## Texto proporcionado
* * * * * * * * *

Es verdad que esas herencias se recubren de formas democráticas, acabamos de verlo en la entronización de Susana Díaz en Sevilla, pero no es menos cierto que la actual organización partidaria está dando lugar a unas nomenclaturas que lo controlan todo, apenas una docena de personas, a veces sólo una. Sería una enorme ingenuidad jubilar a esta clase política para entronizar a personajes radicales y supuestamente puros como los que asoman en algunos movimientos sociales, o los que insultan a comparecientes y golpean los escaños con sus zapatos para desmarcarse, supuestamente, de la corrupción de los políticos a los que se acusa, sin demasiadas precauciones, de todos los males concebibles y de algunos inconcebibles.
Tenemos ante nosotros una asignatura difícil pero esencial para el futuro de la Nación y de la democracia, reformar la democracia sin destruir su legitimidad. Nos urge encontrar caminos que sepan sortear el aparente callejón sin salida en el que nos encontramos, pero eso solo podrá hacerse si la sociedad española conserva la madurez suficiente como para no escuchar los cantos de sirena del radicalismo, y si los líderes políticos tienen el valor de actuar como tales, sin refugiarse en la cómoda disciplina de grupo o en el increíble argumento de que su moralidad es como la de todos los demás.
La generosidad y el valor que presidieron los orígenes de la democracia en la Transición, tienen que volver a relucir para evitar los abusos, los privilegios y el grado de corrupción a que ha ido dando lugar el cierre del sistema político y el control de los aparatos de los partidos por personajes disciplinados pero mediocres en todo, excepto en su afición al dinero y al poder.
No puede ser un imposible porque es una necesidad nacional de primer orden. Tenemos un Estado elefantiásico que incluso con medidas supuestamente duras ha incrementado la deuda en el último bienio de forma alarmante. Hay que poner fin a este despropósito sin caer en el adanismo, en el engaño de los movimientos alternativos y sin romper el sistema, pero no se puede seguir así. Hay que hacer reformas a fondo y conseguir que los españoles vuelvan a confiar en sus políticos. Lo contrario será la ruina y la vergüenza y unos serán más responsables que otros, pero todos lo seremos por haber fracasado donde otras naciones triunfan y salen adelante.

* * * * * * * * *

## Extracto de datos
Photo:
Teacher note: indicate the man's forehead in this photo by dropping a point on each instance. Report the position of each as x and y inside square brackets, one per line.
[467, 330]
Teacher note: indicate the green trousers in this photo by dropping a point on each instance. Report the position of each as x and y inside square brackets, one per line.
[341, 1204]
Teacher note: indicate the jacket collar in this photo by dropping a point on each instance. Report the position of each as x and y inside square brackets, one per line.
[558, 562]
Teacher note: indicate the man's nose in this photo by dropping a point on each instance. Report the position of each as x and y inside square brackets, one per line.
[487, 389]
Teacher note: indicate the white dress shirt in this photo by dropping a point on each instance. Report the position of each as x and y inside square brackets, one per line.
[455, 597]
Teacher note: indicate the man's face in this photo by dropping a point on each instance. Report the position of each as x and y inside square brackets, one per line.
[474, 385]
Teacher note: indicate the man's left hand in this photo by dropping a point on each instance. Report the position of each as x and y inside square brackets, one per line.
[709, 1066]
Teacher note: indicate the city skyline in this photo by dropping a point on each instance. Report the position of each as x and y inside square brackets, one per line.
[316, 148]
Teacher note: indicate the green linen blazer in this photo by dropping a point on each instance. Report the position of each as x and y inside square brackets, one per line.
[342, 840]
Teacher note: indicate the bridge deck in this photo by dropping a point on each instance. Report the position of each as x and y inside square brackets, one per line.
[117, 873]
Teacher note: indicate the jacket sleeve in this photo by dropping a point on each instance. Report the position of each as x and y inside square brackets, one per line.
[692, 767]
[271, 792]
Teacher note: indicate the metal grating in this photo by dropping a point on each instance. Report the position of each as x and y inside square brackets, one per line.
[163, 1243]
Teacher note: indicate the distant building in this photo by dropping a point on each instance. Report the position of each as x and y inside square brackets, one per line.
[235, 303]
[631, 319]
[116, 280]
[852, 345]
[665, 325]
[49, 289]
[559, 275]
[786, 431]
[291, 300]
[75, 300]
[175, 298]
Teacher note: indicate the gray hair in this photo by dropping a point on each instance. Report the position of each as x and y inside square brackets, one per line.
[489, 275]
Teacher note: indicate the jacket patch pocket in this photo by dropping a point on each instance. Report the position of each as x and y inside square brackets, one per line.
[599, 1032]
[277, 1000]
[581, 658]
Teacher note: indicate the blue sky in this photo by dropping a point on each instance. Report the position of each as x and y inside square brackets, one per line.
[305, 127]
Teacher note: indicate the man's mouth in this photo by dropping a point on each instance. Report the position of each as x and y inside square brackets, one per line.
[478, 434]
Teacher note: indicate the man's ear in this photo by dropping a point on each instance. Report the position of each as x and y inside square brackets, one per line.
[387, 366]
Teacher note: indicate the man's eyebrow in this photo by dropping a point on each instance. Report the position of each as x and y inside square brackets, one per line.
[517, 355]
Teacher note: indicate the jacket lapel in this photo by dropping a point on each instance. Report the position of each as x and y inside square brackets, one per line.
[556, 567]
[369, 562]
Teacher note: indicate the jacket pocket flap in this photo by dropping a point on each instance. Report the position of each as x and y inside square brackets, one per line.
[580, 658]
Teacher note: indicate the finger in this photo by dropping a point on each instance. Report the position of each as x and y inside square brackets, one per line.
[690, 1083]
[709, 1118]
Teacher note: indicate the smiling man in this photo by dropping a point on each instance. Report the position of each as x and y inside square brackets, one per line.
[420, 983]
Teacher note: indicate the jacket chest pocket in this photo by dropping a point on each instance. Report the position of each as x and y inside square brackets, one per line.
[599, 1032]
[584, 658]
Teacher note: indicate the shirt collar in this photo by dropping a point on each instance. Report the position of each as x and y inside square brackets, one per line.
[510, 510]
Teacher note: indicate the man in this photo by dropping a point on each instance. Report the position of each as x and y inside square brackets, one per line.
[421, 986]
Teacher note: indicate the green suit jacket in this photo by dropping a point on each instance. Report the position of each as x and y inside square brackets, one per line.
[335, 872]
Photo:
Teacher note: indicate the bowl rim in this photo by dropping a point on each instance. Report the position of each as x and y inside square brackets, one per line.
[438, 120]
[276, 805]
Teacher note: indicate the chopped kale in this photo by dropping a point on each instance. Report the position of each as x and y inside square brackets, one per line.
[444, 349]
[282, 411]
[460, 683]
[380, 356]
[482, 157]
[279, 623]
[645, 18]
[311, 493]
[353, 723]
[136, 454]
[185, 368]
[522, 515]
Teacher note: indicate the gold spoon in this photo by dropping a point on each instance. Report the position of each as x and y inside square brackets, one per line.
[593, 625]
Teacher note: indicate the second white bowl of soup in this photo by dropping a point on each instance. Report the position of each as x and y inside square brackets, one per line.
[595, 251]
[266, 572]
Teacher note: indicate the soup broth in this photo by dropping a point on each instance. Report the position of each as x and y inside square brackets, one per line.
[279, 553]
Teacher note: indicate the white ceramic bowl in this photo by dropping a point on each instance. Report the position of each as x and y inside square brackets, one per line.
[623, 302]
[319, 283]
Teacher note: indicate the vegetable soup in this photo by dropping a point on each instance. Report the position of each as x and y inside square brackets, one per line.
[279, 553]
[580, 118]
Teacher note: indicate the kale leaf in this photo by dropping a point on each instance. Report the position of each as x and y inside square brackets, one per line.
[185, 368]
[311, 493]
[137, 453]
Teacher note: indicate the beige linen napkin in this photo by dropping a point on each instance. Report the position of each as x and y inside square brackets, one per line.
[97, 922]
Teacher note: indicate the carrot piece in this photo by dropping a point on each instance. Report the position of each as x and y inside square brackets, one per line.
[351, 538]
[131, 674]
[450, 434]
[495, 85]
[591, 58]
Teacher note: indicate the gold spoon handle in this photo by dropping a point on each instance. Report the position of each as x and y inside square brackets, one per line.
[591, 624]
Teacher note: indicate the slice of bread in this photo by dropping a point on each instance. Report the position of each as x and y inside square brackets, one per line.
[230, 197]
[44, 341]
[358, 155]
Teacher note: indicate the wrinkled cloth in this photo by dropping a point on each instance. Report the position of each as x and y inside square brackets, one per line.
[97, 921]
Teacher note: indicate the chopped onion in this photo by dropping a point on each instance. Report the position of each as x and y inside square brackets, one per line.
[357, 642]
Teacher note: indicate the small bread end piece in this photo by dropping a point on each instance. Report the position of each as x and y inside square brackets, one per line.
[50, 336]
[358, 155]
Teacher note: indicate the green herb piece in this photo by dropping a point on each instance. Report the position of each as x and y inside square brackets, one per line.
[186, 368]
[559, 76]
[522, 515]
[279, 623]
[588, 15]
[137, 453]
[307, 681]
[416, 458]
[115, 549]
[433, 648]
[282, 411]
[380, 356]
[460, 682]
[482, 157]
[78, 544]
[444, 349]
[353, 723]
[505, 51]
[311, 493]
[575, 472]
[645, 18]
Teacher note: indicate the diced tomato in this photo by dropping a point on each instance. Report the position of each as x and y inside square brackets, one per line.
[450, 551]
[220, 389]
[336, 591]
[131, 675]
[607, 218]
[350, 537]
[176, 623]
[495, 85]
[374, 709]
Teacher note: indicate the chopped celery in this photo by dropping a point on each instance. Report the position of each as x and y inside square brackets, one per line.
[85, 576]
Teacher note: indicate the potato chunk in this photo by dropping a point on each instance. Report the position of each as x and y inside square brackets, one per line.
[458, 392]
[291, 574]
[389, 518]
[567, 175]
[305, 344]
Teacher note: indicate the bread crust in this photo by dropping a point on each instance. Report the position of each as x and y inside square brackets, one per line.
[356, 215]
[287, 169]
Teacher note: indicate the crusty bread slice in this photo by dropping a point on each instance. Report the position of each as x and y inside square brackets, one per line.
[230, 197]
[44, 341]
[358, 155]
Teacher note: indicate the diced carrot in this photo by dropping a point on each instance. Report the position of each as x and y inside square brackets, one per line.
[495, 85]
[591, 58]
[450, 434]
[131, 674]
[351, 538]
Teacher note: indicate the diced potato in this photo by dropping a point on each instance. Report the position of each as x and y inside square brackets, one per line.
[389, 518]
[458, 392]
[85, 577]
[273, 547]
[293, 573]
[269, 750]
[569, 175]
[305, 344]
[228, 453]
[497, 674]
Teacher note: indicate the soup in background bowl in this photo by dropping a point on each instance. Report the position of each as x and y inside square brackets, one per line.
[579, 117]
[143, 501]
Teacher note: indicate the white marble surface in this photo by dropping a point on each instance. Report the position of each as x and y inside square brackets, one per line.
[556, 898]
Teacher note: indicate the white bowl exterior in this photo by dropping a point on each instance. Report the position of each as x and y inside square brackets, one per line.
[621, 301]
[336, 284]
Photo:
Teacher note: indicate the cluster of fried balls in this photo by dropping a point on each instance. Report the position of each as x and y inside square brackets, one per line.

* * * * * * * * *

## Qué se pide
Explica por qué, según el texto sobre la reforma de la democracia, la tarea que plantea en su último párrafo "no puede ser un imposible".

## Tu solución
No puede ser un imposible porque es una necesidad nacional de primer orden.